═══ Data to examine

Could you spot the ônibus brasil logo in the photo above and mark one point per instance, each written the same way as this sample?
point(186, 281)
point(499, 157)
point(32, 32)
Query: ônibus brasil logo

══════

**Work task**
Would you transcribe the records above exactly, leaving nothing out?

**Your response**
Could you spot the ônibus brasil logo in the photo above and mark one point per instance, each written the same way as this sample?
point(186, 281)
point(499, 157)
point(32, 32)
Query: ônibus brasil logo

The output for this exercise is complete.